INPUT MATERIAL:
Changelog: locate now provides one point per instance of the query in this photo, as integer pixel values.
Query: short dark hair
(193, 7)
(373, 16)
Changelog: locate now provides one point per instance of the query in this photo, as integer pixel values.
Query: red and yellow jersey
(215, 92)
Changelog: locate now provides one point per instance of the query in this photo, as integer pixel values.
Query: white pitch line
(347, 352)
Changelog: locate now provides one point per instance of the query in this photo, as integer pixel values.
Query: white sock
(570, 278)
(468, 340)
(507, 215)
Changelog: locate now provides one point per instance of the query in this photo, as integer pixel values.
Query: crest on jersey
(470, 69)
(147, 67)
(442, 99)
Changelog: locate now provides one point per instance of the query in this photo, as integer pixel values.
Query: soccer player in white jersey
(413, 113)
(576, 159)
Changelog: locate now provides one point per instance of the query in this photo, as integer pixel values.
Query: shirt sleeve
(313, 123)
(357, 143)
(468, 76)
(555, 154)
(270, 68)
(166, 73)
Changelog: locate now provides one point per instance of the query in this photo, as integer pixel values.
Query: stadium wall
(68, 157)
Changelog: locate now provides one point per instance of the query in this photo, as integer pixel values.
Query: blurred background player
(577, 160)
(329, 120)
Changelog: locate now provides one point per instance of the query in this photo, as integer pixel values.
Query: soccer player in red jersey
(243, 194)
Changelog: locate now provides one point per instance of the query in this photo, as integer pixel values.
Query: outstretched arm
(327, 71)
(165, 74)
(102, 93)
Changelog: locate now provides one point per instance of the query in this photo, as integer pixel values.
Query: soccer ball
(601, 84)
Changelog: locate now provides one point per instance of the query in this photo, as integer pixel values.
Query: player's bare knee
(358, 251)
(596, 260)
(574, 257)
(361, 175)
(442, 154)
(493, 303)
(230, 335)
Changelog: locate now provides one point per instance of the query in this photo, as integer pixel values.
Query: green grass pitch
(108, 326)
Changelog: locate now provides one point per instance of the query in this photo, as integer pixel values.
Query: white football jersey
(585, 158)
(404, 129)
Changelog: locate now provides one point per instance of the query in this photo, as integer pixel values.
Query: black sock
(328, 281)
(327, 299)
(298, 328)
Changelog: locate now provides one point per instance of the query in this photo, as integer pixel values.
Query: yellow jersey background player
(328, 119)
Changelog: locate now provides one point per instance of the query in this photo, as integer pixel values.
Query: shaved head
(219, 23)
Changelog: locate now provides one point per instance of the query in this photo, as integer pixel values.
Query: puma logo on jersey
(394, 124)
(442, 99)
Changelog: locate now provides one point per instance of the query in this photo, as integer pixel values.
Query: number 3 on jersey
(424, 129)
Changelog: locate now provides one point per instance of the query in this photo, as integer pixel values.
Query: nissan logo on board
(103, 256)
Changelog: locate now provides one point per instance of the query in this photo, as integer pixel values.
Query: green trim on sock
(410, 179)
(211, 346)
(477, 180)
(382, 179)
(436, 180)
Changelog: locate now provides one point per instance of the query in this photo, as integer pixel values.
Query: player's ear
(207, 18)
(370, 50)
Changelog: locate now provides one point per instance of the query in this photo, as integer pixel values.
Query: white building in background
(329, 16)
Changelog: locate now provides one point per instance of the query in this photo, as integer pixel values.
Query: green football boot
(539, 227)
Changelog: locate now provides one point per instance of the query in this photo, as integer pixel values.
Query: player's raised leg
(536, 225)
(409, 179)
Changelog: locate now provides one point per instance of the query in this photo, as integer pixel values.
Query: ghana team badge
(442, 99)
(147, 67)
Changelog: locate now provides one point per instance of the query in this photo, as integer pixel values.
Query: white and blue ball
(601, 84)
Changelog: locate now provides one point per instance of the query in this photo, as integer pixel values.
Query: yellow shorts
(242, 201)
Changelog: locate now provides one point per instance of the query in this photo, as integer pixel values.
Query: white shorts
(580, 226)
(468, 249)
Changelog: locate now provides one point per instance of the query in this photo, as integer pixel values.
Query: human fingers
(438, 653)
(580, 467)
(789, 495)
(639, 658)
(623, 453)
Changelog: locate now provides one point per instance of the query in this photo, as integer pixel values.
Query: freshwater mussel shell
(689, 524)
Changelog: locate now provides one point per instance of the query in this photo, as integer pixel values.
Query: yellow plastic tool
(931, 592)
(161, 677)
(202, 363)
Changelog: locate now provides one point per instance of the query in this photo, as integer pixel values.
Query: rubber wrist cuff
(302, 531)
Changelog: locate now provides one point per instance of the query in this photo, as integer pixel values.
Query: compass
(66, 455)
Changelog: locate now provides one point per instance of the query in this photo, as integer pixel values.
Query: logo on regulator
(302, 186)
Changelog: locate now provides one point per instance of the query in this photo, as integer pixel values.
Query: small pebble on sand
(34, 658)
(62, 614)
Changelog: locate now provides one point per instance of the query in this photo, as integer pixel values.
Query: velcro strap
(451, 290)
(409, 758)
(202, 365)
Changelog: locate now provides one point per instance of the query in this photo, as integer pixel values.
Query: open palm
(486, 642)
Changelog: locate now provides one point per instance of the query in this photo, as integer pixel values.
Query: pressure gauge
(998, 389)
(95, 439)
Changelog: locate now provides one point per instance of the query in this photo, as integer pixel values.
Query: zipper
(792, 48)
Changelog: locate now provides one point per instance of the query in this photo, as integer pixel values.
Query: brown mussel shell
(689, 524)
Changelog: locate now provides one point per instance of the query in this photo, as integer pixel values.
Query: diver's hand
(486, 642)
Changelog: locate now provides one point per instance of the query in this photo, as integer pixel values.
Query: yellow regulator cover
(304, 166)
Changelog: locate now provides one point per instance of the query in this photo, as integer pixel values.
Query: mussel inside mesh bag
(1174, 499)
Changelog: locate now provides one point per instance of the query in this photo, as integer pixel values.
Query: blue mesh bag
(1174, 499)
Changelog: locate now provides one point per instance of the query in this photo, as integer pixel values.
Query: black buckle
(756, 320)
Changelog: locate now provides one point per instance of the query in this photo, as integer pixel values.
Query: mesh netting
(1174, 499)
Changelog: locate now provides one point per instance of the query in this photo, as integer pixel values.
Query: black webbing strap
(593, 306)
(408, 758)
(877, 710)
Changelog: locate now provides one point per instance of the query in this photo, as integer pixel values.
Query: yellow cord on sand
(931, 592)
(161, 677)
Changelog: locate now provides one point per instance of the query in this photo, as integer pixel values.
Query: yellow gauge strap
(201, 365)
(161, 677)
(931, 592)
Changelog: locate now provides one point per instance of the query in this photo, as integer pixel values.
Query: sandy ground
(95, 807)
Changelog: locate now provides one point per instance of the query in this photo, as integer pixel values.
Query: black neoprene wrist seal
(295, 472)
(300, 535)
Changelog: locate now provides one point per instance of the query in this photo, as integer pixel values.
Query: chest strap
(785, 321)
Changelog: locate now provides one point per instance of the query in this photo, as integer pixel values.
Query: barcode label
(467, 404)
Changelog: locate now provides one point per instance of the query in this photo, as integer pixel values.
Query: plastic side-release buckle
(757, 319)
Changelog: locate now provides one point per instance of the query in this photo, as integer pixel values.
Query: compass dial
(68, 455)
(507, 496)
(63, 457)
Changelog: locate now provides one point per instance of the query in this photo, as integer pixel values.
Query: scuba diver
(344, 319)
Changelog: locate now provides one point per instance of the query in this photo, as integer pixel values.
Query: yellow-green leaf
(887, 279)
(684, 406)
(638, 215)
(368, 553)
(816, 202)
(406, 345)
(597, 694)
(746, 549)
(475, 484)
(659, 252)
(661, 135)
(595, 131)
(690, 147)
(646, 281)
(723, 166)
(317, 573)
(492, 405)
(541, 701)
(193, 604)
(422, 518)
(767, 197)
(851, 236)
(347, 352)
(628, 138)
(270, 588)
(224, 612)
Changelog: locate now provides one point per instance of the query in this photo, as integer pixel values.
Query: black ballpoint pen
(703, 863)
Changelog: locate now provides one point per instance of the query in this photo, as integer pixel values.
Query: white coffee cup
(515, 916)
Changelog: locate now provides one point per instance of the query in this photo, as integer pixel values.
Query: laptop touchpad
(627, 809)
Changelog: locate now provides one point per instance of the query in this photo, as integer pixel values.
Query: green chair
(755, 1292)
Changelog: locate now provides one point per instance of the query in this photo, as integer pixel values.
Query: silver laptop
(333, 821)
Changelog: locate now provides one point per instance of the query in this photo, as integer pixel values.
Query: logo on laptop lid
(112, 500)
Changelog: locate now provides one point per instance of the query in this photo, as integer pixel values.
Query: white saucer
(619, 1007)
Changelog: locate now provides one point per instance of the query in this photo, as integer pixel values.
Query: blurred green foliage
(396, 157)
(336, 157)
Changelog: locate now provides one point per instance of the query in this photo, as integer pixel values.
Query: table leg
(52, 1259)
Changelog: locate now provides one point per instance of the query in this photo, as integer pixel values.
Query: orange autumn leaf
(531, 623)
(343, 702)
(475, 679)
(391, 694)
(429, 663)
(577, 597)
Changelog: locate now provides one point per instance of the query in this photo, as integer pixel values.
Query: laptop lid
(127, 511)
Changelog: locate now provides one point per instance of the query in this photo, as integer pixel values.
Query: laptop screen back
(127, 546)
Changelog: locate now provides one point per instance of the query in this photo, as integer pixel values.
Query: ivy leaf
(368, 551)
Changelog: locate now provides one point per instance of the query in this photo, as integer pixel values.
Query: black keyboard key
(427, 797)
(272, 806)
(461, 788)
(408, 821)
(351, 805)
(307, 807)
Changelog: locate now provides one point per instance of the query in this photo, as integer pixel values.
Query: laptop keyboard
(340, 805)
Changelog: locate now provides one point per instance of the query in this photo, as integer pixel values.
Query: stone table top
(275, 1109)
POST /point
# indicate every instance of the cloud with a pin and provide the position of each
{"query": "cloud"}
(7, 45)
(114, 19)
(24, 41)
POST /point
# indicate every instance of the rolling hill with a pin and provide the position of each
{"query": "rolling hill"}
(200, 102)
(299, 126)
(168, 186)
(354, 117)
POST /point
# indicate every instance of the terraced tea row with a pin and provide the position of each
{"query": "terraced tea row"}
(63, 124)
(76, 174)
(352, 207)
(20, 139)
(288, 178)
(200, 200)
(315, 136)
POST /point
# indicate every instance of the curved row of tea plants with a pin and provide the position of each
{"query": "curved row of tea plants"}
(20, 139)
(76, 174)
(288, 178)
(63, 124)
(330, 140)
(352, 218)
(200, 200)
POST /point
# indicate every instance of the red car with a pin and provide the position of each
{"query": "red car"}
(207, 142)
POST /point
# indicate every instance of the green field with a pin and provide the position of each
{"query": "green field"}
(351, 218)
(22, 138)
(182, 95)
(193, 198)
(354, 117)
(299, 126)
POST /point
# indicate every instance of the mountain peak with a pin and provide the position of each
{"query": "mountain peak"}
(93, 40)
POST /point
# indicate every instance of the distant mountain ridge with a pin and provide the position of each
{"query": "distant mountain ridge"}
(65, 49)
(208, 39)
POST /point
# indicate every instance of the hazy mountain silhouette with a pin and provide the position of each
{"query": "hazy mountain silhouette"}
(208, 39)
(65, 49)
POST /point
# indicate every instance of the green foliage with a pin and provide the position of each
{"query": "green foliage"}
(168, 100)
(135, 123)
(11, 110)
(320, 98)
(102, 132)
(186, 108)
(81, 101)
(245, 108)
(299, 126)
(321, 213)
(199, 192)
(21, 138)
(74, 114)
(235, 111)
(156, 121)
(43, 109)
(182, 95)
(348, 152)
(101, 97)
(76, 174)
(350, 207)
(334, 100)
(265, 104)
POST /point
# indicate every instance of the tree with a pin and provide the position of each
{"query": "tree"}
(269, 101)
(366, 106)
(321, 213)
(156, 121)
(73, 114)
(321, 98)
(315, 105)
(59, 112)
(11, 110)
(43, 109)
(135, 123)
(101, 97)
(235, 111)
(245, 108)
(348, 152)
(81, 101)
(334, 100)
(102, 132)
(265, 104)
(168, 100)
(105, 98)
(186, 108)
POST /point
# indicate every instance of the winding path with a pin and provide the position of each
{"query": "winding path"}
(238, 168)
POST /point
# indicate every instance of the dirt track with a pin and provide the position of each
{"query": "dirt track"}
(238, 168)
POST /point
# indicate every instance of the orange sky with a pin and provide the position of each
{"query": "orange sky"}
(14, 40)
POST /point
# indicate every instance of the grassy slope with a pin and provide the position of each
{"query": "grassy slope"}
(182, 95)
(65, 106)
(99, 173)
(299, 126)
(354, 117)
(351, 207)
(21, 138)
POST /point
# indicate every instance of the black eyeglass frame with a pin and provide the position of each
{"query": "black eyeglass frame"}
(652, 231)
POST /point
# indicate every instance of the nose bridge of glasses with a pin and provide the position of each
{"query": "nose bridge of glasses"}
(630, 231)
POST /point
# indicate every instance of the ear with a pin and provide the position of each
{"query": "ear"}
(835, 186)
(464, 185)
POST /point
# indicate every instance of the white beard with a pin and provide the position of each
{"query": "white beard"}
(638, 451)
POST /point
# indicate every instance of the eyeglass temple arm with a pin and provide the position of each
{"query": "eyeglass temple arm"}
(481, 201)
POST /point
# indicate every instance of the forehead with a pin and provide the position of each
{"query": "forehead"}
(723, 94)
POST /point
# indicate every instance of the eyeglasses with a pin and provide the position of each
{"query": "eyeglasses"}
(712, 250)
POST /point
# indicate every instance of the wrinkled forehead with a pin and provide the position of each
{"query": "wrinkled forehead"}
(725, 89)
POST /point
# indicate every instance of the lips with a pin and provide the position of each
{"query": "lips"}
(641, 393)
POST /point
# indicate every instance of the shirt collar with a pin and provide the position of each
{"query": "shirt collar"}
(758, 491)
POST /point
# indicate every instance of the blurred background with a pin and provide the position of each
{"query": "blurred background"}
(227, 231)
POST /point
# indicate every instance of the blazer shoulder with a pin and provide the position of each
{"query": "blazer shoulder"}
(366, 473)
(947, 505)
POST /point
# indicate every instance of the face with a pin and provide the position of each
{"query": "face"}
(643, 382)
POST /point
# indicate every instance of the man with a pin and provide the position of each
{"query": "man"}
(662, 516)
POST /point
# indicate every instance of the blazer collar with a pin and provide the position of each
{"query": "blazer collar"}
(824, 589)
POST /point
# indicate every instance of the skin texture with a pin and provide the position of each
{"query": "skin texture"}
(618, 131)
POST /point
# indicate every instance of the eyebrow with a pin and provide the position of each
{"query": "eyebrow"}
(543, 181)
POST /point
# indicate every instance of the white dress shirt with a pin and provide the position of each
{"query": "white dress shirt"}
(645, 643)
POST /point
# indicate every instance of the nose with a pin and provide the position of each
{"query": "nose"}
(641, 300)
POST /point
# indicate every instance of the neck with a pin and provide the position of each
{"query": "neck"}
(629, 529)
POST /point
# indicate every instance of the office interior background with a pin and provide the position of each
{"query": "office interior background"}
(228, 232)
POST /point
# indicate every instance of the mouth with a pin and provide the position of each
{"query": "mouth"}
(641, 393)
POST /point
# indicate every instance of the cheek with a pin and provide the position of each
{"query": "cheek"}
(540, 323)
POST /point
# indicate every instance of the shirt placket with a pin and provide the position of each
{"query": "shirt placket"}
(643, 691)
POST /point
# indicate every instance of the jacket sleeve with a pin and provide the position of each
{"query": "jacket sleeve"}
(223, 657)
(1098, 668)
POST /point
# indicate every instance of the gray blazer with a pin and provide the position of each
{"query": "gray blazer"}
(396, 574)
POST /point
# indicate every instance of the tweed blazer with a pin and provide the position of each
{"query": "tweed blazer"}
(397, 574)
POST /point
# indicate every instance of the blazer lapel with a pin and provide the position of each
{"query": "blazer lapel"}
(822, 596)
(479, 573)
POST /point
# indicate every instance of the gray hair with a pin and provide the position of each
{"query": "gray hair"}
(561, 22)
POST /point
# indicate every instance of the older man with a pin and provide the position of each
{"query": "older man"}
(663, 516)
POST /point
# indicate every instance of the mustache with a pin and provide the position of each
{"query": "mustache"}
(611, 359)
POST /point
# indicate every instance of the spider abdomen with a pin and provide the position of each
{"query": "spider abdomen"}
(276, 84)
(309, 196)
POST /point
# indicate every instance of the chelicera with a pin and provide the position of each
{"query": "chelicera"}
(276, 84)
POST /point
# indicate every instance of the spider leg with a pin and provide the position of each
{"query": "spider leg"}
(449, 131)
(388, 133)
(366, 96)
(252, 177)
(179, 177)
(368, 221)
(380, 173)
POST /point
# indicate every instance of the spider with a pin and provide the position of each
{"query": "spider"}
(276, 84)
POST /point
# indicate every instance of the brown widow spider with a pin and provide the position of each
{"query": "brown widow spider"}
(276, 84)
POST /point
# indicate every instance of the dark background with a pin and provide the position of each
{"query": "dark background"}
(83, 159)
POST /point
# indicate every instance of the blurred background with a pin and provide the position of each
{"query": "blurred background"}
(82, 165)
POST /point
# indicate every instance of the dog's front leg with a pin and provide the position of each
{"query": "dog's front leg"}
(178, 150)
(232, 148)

YOUR GOAL: Select every line in the items above that contains the string "hazy", matching case exactly.

EXPECTED OUTPUT:
# indicate every instance of the hazy mountain silhouette with a pin and provide the position of each
{"query": "hazy mountain silhouette"}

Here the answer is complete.